:: Data to use ::

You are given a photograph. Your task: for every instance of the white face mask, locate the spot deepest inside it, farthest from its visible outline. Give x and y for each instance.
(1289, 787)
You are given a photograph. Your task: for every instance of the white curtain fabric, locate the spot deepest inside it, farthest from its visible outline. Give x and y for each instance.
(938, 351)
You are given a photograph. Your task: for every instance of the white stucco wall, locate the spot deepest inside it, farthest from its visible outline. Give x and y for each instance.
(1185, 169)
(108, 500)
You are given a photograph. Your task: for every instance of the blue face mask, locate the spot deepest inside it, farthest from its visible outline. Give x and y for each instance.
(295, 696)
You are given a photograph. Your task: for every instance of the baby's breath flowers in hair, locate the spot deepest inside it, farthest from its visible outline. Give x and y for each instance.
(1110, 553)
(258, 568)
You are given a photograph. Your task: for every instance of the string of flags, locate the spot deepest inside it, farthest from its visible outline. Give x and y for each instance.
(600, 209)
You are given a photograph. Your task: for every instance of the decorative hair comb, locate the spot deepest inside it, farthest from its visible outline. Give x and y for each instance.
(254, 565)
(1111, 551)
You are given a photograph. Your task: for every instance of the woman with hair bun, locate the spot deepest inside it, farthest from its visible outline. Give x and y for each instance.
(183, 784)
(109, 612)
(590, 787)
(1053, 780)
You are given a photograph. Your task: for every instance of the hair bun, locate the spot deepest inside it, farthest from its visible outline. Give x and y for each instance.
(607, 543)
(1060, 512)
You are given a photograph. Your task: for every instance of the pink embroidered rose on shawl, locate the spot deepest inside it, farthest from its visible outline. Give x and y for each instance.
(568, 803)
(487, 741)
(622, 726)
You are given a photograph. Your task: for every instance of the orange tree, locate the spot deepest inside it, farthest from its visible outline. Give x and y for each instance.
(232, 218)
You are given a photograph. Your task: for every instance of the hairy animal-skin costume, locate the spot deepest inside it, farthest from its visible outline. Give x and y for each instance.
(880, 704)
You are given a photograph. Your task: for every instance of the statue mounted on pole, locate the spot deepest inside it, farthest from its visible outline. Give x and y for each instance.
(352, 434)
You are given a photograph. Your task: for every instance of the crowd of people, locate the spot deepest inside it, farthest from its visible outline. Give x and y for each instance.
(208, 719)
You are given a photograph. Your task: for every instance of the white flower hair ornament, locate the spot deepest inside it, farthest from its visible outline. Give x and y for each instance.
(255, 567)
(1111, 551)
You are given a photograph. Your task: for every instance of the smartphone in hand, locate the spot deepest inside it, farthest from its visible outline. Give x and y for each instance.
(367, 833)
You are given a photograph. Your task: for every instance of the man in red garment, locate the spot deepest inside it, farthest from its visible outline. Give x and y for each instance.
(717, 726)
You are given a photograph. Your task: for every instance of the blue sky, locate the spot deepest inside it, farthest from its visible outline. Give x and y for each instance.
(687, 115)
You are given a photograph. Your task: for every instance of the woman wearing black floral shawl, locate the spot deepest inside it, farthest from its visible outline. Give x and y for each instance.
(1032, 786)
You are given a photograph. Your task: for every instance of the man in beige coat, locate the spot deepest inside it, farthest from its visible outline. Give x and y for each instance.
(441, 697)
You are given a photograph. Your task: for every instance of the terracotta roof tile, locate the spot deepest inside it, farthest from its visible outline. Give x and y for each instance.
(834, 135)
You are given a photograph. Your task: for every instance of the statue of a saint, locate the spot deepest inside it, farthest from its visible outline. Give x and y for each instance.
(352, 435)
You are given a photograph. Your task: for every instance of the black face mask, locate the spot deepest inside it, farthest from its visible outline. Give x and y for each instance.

:: Task goal ::
Print the whole listing once more, exactly as it stands.

:: Exercise result ::
You are given a photograph. Your task: for every instance of the white face mask, locate the spot deepest inside it, farthest from its visible outline. Give x and y for each instance.
(1289, 787)
You are given a photograph. Your task: for every instance of the white curtain fabric, locate the spot deepest inside it, farthest from its visible outline. Give x and y for each instance.
(938, 351)
You are given a photograph. Your task: for every instance of the white stucco wall, locate the spot deepest inside it, farthest from its visible outline. Give x and y for each instance.
(1185, 169)
(108, 500)
You are given a photograph. Your task: for every instance of the blue face mask, locate the spot deepest inside it, farthest from its visible outline. Give x and y for each instance.
(295, 696)
You are given a photograph. Your task: for every instance of the baby's breath flowers in hair, locate the spot deepest inside it, farthest from its visible outline. Give x and y for each instance.
(1110, 553)
(258, 568)
You are given a photograph. Your task: for every instance of the string of flags, locate the spot deepest inside it, farthest from its visible outline. Give x and y for each instance.
(600, 209)
You are given a photograph. Your task: for every instance of the decorative hair comb, locate the spot deepest inside it, farthest from its visible outline. Give x and y for each instance.
(254, 565)
(1111, 551)
You are given a photograph. Your task: for every instance of the woman with hair bun, locate the spot deepest inside it, farthest from its visible outline. Give x and y for each instance.
(183, 784)
(109, 612)
(590, 787)
(1053, 780)
You are given a photograph. Your task: for every instance of the hair bun, locate the spot deepest inside it, farthest from its visible outline. Give x and y for each instance.
(607, 543)
(1060, 512)
You are given a photograph. Your task: for every instance of the pink embroidered rose on shawl, locate the spot deepest inside it, farthest from its visible outline. Give x and y for each instance.
(568, 803)
(487, 741)
(622, 726)
You are given a photograph. Your task: for every instance of the orange tree, locate the spot deepest inside it, farthest from its visible outline. Give x and y for each instance.
(232, 218)
You are given a photograph. Your task: for every instance of the hairy animal-skin costume, locate the spot deepest inside it, farthest from its visible outline. Give x and y for each instance.
(880, 704)
You are given a photograph. Your task: for every instance of the statue mounted on pole, locate the spot deepest inside it, farthest from its visible outline. Give x and y for each instance.
(352, 434)
You are given a photograph. Your task: for every instance of the crowd of people, locate the spot deepest inside it, farthest from its visible outline. Give x and y for each instance.
(208, 719)
You are given a photograph. Your task: for every instance of the white flower hair ornament, locate the spot deepest inside it, farthest from its visible outline. Give x and y for each instance.
(255, 567)
(1111, 551)
You are given a photograph. Your task: for every instance of the smartphone in hand, locate the spot deepest inside it, farthest from its visible outline. Give x and y for each instance.
(367, 833)
You are given a photograph. Your task: for every instance of the man in red garment, locate the spot deepest inside it, farthest from its visible outline. Give x and y for each instance.
(717, 726)
You are given a photograph. Your task: for every instance of the blue sky, locate the spot deepest inside it, farthest from its visible outline. Give x and y for each instance.
(687, 115)
You are given a photograph. Your task: for every instance of the woman wearing black floral shawl, locate the spot deepest inside it, farthest from its visible outline. Give x and y for each instance.
(1032, 786)
You are given a photograph. Your task: for every instance of the man in beige coat, locate the spot deepest inside it, farthest from its visible outline. Give x and y for each instance.
(441, 697)
You are given a photograph. Your task: for every instance of the terracotta roof tile, locate the spot deepest inside it, farthest from its visible outline. Give x and y for each instance.
(834, 135)
You are given a photograph. Your task: for every instance of the statue of a saint, locate the spot deepest inside it, farthest from its visible outline. Give x and y for each instance.
(352, 435)
You are given a photograph. Your task: for every instance of the black face mask, locate the spot deepest inside it, farthest from its visible outline. Give x and y for each instance.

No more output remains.